Showing posts with label pop culture. Show all posts
Showing posts with label pop culture. Show all posts

Thursday, November 26, 2020

Anatomy of a Song - Marc Myers


   2016; 323 pages.  Full Title: Anatomy of a Song: The Oral History of 45 Iconic Hits that Changed Rock, R&B, and Pop.  New Author? : Yes.  Genres : Music History; Reference; Pop Culture; Non-Fiction.  Overall Rating : 8½*/10.

 

   The title says it all – 45 songs spanning 41 years and chronicling the development of the modern music era, focusing on Rock, Pop, and R&B, but also touching on associated genres such as folk, reggae, punk, country, alt-rock, and others.

 

    The first song – Lawdy Miss Clawdy - sung by Lloyd Price can arguably be viewed as the birth of music's modern era, as it introduced the “45” record, something receptive to teenage ears and wallets.  The last song – Losing My Religion – by R.E.M. provides the cut-off year for this book, as the author asserts that a song has to be around for 25 years or more to be able to be called “Iconic”.

 

    The book is actually a compilation of entries from a monthly Wall Street Journal column that author Marc Myers has been writing since June 2010.  There's a goodly proportion of black groups and music , and I liked that.  The 45 chapters are all short, averaging about 7 pages each, one of which is always a picture of the artist(s).  The structure each chapter is the same:

 

    a.) An overview, telling the song’s backstory, how it fared on the Billboard charts and how it impacted the music scene,

    b.) a list of people, including their professions, whom the author sought out and interviewed to research the song, and

    c.) excerpts from those interviews, explaining how each song evolved.

**Tasks**
1: Answer these questions using the review of Anatomy of a Song:
(a) What overall rating does the review give the book?
(b) Which song opens the book, and who sang it?
(c) Since when has Marc Myers been writing his monthly Wall Street Journal column?
2: Carry on the review of Anatomy of a Song, picking up right after its final sentence.

**Stored data**
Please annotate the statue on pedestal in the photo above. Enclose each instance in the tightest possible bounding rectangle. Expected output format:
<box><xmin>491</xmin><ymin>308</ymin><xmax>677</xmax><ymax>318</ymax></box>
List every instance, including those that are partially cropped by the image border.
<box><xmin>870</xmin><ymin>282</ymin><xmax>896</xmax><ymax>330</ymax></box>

**Answers in order**
1:
(a) 8½ out of 10.
(b) Lawdy Miss Clawdy, sung by Lloyd Price.
(c) Since June 2010.

2:
    Want to learn how to make a hit tune?  Here are 45 examples.

 

What’s To Like...

    Anatomy of a Song hammered home a couple points about making hit songs.  The first thing to know is that it requires the input of a lot of people: songwriters, producers, lead singers, back-up singers, bandmates, arrangers, engineers/mixers, and session musicians.  I was surprised to learn that the “radio versions” of a majority of the 45 songs were done by session musicians, who were available courtesy of whichever studio a band or singer was contractually associated with.  You want the best musicians playing the version that the radio will play; hopefully the actual band members can then learn it by the time they go on tour.

 

    The producer, mixer, and arranger, and sometimes even the singer and/or band members, then take the raw song and add things such as horns-or-strings, overdubs, upbeats, a light reggae bass line, power chords, distortion, and layering.  Isolation booths can be used, particularly for the lead singer’s part, and in order to keep each track separate and pure.  Then comes the mixing, which is a work of art.  Finally, demo tapes are made and distributed to all associated for added input and tweaking.

 

    The book is a music trivia buff’s delight.  John Kay of Steppenwolf is completely color-blind.  Bette Midler used to work as a coat-check girl.  The Marvelettes originally called themselves “The Cansinyets” a slightly garbled version of “Can’t Sing Yet”.  Early on, Aerosmith was “heavily into funk and soul”.  Dion was supposed to be on the plane that crashed and killed Buddy Holly, Richie Valens and the Big Bopper.  He gave up his seat because he didn’t want to pay the $36 that Buddy Holly was charging for a seat.

 

    The mention of the Led Zeppelin tour in late 1969  brought back personal memories.  I was at their Phoenix concert, having snuck in via some way that I’ve long since forgotten.  Alas, Led Zeppelin quit after 30 minutes or so, announcing that lead singer Robert Plant was sick as a dog, with the evidence being that he was singing everything an octave below his normal voice range.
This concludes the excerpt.